Materials provided |
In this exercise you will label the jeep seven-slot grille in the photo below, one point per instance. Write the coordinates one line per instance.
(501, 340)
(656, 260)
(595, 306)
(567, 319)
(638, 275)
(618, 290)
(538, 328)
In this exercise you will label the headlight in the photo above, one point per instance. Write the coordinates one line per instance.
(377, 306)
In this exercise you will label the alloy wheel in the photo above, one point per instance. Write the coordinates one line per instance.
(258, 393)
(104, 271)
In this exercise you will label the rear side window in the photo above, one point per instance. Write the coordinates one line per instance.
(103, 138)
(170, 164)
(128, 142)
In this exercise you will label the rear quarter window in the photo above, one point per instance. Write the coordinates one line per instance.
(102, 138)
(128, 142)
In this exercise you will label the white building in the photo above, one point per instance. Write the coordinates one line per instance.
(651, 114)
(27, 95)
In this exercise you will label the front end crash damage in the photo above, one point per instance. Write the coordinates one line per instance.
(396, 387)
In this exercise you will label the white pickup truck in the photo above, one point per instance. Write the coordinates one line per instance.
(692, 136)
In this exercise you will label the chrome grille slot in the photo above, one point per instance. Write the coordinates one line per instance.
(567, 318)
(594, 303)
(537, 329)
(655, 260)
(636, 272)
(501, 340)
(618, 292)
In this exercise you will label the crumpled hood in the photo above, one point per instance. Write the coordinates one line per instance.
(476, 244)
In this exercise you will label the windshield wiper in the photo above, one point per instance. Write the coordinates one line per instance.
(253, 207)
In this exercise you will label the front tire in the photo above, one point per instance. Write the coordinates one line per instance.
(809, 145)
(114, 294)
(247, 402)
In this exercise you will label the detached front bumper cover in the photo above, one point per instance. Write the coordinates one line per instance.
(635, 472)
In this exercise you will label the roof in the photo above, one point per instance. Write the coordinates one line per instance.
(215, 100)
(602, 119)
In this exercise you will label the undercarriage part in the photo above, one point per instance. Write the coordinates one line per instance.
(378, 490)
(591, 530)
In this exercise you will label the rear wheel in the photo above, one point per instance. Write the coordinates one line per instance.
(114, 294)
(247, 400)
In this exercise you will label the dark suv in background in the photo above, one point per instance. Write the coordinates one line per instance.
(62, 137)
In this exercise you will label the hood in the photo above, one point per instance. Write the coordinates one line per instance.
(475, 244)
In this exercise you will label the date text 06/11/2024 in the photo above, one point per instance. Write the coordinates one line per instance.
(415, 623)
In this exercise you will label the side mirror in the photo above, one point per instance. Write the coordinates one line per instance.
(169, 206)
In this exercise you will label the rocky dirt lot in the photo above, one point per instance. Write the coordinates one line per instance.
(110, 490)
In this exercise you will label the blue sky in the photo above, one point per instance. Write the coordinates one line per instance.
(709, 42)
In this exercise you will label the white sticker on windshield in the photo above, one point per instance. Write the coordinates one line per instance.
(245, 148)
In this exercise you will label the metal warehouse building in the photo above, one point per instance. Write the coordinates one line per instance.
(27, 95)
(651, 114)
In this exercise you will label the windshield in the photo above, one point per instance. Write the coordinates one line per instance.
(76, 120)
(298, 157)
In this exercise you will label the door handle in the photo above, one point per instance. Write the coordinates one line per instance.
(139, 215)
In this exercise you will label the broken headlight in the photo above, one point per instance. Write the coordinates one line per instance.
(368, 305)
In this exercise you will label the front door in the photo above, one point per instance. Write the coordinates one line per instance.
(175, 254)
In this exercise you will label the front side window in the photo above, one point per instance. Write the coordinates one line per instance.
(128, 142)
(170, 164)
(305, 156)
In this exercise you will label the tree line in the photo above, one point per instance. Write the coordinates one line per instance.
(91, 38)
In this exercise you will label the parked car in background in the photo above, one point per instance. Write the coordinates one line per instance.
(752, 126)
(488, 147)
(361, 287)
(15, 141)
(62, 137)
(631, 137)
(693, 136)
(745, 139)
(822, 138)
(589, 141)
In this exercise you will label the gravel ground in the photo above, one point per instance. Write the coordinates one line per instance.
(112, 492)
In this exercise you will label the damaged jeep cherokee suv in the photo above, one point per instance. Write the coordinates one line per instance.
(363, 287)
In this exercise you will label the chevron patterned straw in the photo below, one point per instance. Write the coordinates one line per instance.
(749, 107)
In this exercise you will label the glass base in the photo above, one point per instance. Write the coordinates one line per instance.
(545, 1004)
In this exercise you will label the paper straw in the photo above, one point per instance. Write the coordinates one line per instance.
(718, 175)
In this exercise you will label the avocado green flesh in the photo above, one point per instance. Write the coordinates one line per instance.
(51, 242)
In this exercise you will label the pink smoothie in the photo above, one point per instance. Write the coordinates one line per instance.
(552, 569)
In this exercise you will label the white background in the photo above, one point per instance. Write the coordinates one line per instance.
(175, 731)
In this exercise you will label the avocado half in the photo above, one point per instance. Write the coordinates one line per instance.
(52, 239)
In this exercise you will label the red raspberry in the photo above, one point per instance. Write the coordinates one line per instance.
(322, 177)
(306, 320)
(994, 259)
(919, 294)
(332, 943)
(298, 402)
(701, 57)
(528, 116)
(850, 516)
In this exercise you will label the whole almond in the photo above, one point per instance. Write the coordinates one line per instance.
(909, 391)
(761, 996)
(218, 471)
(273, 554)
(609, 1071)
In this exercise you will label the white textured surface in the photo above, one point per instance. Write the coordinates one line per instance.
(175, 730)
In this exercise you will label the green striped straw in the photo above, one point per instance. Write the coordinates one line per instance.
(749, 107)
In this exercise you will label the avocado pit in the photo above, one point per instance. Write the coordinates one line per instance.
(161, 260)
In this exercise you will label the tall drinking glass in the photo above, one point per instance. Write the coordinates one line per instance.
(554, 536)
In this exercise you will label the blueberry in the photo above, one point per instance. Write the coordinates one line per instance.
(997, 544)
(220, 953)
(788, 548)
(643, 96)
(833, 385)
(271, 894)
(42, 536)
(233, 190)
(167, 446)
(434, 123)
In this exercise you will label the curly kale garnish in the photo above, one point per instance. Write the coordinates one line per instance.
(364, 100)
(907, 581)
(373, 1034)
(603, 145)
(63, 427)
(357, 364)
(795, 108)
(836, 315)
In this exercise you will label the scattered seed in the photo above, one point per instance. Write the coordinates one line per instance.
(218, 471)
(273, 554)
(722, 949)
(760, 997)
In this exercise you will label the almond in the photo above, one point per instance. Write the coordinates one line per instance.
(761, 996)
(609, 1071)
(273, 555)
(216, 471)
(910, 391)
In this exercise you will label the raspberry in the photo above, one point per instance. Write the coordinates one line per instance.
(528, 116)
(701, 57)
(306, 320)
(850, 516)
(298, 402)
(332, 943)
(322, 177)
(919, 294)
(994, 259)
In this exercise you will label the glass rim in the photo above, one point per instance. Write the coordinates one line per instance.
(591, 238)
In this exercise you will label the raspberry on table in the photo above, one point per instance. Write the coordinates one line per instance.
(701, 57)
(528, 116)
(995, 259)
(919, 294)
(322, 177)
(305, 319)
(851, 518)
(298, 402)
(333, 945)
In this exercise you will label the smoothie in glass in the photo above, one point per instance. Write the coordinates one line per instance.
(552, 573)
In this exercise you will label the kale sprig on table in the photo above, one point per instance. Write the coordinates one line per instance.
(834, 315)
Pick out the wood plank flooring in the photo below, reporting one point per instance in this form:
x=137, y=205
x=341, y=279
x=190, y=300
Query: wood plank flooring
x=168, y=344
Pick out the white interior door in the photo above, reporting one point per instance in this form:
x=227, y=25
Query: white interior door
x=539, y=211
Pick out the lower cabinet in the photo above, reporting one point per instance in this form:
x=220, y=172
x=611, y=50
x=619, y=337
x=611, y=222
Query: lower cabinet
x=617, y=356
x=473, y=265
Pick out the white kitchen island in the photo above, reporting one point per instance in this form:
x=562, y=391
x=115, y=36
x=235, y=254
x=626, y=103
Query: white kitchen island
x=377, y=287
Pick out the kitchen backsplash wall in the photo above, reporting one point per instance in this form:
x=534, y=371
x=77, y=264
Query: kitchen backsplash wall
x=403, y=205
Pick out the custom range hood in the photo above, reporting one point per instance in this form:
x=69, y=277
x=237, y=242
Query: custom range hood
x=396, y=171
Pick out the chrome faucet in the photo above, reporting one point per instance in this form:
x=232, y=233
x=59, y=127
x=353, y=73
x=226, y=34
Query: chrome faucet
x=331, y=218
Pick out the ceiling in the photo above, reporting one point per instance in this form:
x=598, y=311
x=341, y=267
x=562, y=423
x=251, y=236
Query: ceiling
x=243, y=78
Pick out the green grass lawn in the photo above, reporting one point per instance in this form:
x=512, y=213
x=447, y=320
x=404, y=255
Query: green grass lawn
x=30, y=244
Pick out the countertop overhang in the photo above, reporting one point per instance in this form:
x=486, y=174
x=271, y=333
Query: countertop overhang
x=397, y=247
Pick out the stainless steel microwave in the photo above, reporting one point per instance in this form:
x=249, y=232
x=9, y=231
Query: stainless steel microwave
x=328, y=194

What you need to do |
Write out, word for word, the line that contains "x=249, y=232" and every line after it through the last line of the listing.

Solution |
x=249, y=232
x=9, y=231
Query: stainless steel microwave
x=328, y=194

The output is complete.